→ **Task material**:
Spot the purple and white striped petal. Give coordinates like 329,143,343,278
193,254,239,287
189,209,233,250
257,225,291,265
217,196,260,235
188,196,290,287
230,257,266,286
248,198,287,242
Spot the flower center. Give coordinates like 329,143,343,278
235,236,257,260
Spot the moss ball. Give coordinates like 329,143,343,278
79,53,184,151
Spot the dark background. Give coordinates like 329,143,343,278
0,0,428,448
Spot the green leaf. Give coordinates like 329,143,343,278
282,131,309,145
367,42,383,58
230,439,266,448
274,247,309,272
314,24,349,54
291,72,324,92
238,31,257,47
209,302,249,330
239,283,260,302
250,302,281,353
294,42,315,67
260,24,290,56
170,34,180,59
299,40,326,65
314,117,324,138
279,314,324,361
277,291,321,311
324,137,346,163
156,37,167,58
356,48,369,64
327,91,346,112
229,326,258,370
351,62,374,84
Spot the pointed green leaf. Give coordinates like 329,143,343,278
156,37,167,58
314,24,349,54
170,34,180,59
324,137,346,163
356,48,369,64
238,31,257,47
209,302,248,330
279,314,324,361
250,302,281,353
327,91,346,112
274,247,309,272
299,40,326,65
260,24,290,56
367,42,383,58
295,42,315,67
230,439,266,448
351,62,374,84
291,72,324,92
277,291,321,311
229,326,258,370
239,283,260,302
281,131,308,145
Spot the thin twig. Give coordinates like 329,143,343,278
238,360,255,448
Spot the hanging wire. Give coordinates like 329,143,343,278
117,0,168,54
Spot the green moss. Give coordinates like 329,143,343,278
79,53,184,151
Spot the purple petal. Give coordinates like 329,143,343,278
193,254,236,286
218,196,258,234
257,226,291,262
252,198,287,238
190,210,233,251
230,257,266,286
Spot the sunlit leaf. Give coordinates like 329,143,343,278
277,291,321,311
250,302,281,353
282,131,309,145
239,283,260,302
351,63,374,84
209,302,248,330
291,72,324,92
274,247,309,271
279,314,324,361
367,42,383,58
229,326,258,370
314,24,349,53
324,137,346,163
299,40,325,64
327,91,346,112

→ **What you will do**: State how many lines of the items above contain the word "Give", counting only matches with the same case. Reply with the number alone.

→ **Solved exercise**: 11